§ 书面练习 1
在这篇关于国外当代中国治理研究的文章里,国外学者聚焦当代中国治理问题研究的直接动因是什么?
§ 书面练习 2
请接续这篇关于国外当代中国治理研究的文章,从最后一句之后往下写。

§ 所附节选
国外当代中国治理研究:理论进展与理性审视*

2017-01-25 07:24张明
中共党史研究 2017年1期
关键词:学者理论研究

张明

国外当代中国治理研究:理论进展与理性审视*

张明

在国外中国学与国外马克思主义中国化研究领域,关于当代中国治理的研究构成了一个热门话题。当代中国治理之所以能够被置于国外学者的理论聚光灯下加以审视,主要由如下几方面原因共同构成。一是与西方资本主义国家长期主导的自由主义治理体系不同的是,改革开放后当代中国社会发展所逐步形成的治理体系具有鲜明的个性与特殊风格,并在此基础上取得了显著治理成效,这种对比性反差构成国外学者聚焦当代中国治理的最根本原因。二是西方资本主义国家通过资本主义世界市场强力推行的全球治理体系,在现实过程中不断遭受挫折。从外部而言,不少第三世界国家因循西式治理体系,非但未取得西方社会所期许的梦幻图景,反而使自身陷入长期的动荡与低谷状态;从内部而言,西方资本主义社会也并未因其所倡导的治理术而“终结历史”,相反也不断陷入自身治理与发展的新困境。因此,反观当代中国具有特殊风格的治理体系建设,在某种程度上也构成西方学者求解自身发展与全球治理问题的镜像。三是从显性层面而言,自中共十八大以来,新一届中央领导集体将国家治理体系与治理能力现代化建设置于全面深化改革、坚持发展中国特色社会主义事业的全局高度加以把握,并为当代中国国家治理体系与治理能力建设规划了基本发展路径,如以全面深化改革为抓手、以中国道路为依托、坚持道路自信、革新体制机制弊端等。这种对国家治理体系与治理能力现代化建设所作的战略性设定,无疑构成了国外学者聚焦当代中国治理问题研究的直接动因。从总体上而言,国外学者关于当代中国治理问题的研究大致可以归纳为如下三方面内容:一是关于当代中国治理的经验基础与理论溯源;二是关于当代中国治理理论特征的描摹;三是关于当代中国治理的未来走向与理论前景的预测。本文拟从目前占有的相关资料入手,通过对基本文献的解读与分类整理,以期勾画出国外学者关于当代中国治理问题研究的大致理论轮廓,并期冀对深化拓展中国特色社会主义治理体系与治理能力现代化建设提供有益的参考和借鉴。

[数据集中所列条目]

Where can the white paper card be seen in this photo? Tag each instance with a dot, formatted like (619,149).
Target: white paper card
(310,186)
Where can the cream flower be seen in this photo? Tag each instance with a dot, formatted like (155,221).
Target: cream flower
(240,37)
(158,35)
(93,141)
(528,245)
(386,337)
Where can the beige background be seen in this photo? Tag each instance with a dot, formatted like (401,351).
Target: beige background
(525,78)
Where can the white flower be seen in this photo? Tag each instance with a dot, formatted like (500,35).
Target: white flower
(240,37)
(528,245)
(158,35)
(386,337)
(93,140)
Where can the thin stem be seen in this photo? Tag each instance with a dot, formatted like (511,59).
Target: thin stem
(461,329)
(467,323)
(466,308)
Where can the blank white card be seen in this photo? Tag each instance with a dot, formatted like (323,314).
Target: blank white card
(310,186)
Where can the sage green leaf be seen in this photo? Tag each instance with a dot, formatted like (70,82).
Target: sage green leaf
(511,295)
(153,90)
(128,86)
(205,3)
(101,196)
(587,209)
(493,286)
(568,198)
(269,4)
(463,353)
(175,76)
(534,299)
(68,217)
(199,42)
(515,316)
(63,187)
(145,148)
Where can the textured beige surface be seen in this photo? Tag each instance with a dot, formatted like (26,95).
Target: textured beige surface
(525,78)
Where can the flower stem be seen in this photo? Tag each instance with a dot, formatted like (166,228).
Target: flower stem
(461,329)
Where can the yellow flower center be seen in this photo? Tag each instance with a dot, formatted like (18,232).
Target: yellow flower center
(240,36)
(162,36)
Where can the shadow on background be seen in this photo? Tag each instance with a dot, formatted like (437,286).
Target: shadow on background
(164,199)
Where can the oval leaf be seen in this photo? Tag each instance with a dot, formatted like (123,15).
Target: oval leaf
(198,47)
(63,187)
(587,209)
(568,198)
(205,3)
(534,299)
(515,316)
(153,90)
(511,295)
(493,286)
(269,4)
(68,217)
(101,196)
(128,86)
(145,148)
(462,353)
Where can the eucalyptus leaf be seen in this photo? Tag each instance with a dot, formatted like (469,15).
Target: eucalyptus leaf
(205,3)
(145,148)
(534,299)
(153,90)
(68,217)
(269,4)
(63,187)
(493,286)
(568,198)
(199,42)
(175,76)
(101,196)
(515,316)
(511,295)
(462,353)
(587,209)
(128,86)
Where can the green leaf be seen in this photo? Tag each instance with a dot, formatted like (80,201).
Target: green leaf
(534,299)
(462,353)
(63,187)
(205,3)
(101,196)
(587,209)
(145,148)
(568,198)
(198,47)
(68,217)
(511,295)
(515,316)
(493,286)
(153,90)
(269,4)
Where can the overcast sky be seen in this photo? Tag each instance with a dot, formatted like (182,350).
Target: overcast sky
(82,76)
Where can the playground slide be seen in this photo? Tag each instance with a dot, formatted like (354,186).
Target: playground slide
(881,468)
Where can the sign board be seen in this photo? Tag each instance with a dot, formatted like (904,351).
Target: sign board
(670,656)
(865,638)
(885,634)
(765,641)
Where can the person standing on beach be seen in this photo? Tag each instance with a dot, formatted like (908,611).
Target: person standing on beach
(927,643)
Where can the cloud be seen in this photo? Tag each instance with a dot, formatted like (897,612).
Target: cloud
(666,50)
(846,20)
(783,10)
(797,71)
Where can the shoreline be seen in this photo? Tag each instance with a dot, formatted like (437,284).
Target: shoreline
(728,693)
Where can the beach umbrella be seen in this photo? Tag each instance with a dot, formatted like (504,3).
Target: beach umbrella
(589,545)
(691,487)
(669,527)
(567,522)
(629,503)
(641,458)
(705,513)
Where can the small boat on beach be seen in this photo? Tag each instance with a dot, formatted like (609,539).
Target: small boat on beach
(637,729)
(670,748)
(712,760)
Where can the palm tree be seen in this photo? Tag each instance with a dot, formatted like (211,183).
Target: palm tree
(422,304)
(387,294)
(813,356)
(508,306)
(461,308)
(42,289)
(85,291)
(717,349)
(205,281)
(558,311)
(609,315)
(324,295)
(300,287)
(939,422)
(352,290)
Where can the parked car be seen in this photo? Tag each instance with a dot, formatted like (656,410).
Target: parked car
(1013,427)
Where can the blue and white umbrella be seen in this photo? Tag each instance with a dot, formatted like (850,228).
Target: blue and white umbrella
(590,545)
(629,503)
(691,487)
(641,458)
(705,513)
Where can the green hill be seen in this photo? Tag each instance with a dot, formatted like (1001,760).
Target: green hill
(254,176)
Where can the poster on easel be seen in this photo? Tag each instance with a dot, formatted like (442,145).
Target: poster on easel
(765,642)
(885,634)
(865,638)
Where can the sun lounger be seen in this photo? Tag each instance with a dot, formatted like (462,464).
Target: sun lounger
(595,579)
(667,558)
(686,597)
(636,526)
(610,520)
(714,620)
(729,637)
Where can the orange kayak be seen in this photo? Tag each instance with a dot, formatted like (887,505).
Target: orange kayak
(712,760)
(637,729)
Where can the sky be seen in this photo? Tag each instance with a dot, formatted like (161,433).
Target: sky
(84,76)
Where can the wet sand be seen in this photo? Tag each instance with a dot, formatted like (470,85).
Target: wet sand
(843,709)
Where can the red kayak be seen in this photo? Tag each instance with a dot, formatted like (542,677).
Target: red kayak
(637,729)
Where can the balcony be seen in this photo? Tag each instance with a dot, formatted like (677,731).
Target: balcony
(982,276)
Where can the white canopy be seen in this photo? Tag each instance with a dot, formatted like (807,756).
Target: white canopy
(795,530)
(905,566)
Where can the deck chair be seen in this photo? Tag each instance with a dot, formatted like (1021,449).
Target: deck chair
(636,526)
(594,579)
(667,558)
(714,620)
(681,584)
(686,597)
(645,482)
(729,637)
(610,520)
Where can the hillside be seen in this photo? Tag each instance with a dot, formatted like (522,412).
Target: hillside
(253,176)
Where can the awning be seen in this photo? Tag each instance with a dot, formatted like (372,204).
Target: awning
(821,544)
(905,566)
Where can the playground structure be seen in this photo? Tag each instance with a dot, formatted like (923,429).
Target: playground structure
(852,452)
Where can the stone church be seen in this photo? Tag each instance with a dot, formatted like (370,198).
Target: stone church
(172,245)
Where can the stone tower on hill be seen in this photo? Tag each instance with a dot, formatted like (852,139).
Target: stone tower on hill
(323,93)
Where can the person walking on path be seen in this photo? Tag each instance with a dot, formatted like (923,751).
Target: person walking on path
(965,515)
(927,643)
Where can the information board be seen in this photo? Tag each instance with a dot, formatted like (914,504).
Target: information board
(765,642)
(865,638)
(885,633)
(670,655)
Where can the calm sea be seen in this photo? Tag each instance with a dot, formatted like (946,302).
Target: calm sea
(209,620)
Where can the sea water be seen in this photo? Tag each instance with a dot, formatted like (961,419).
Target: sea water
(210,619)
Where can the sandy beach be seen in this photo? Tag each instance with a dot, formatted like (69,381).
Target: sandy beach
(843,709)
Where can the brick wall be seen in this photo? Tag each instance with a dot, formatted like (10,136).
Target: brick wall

§ 作答 1
中共十八大以来新一届中央领导集体对国家治理体系与治理能力现代化建设所作的战略性设定。

§ 作答 2
一、国外学者论当代中国治理的经验基础与理论溯源

透视当代中国治理的一个基础性前提工作便是进行历史谱系学的考察与梳理,因为任何治理术的形成与发展都经历了特定的历史阶段,有其特定的逻辑脉络与发展谱系。因此,追溯当代中国治理体系的经验基础与理论源头,自然构成国外学者相关研究的首要聚焦点。通过对这一问题进行基本的思想史溯源与考察,有助于廓清当代中国治理问题的原初理论地坪。国外学者在此问题上的相关论述,大致可以界划为如下四种基本理论范式。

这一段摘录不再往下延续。